TEXT START
Tag Archives: data

Human Understandable Data

One of the themes that kept coming up was the use of knowledge graphs to help the data in an organization match the conceptualizations that are used within businesses. Sure we can do this by saying we need to build an ontology or logical model or a semantic dictionary but the fundamental point that was highlighted again and again is that this data-to-business bridge was the purpose of building many knowledge graphs. It was kind of summed up in the following two slides from Michael Grove:

This also came through in Ora Lassila’s talk (now at Amazon Neptune) as well as the the tutorial I attended by Juan Sequeda about building Enterprise Knowledge Graphs from Relational Databases. Juan ran through a litany of mapping patterns all trying to bridge from data stored for specific applications to human understandable data. I’m looking forward to seeing this tutorial material available.

The Knowledge Scientist

Great to see @BethanySehon back at #kgconf with “friendly neighborhood #ontologist” Brian Donohue of @CapitalOne Talk: “Validating Categories using Knowledge Graphs” pic.twitter.com/41jjqls4h3

— The Knowledge Graph Conference (KGC) (@KGConference) May 6, 2020

Given the need to bridge the gap between application data and business level goals, new kinds of knowledge engineering and tools to facilitate that we’re also of interest. Why aren’t existing approaches enough? I think the assumption is that there’s a ton of data that people doing this activity need to deal with. Both Juan and I discussed the need to recognize these sorts of people – which we call a Knowledge Scientist– and it seemed to resonate or at least the premise behind the term did.

An excellent example of supporting this sort of tools to support knowledge engineering was by Rafael Gonçalves on how Pinterest used WebProtege to update and manage their taxonomy (paper):

Likewise, Bryon Jacob discussed about how the first step to getting to a knowledge graph was through the better cataloging of data within the organization. It reminds me of the lesson we learned from linked data – that before we can have knowledge we need to index and catalog the underlying data. Also, I can never overlook a talk that gives a shoutout to PROV and the need for lineage and provenance 🙂 .
TEXT END
--- TASK DETAILS ---
In the knowledge graph text above, what tool did Pinterest use to update and manage its taxonomy?
RECORDS SHOWN START
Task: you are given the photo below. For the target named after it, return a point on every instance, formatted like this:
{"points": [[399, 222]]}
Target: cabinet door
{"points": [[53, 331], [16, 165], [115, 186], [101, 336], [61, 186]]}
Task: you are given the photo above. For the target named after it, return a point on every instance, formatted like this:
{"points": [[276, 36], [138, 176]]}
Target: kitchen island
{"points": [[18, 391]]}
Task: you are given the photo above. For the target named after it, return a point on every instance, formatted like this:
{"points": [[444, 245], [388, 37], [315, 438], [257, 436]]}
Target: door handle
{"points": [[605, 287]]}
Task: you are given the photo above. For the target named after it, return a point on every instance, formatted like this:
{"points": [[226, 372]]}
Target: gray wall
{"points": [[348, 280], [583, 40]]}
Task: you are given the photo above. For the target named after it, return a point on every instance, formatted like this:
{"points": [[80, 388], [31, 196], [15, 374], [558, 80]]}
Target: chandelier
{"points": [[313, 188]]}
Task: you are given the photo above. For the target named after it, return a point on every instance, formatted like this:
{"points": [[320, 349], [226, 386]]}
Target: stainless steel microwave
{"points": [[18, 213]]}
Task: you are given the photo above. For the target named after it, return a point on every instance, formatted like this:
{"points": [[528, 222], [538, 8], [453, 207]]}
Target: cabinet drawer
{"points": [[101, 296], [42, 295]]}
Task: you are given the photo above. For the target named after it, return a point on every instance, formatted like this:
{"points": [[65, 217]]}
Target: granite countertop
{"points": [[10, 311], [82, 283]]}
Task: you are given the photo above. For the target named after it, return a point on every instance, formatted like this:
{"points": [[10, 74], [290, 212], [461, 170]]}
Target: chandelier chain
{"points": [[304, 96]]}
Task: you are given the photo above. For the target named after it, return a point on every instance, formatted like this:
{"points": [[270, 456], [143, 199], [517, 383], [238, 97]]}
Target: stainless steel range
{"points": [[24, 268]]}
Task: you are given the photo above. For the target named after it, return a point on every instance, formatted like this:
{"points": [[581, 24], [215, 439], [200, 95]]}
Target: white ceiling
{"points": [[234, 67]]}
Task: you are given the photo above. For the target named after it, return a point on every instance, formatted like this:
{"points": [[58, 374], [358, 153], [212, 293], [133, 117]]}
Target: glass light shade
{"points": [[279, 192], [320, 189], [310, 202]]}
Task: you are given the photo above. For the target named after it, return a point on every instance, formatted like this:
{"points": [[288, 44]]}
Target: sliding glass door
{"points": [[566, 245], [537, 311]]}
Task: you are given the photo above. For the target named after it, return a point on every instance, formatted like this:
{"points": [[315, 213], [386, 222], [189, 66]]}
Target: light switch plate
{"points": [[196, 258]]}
RECORDS SHOWN END
--- ANSWER BOX ---
WebProtege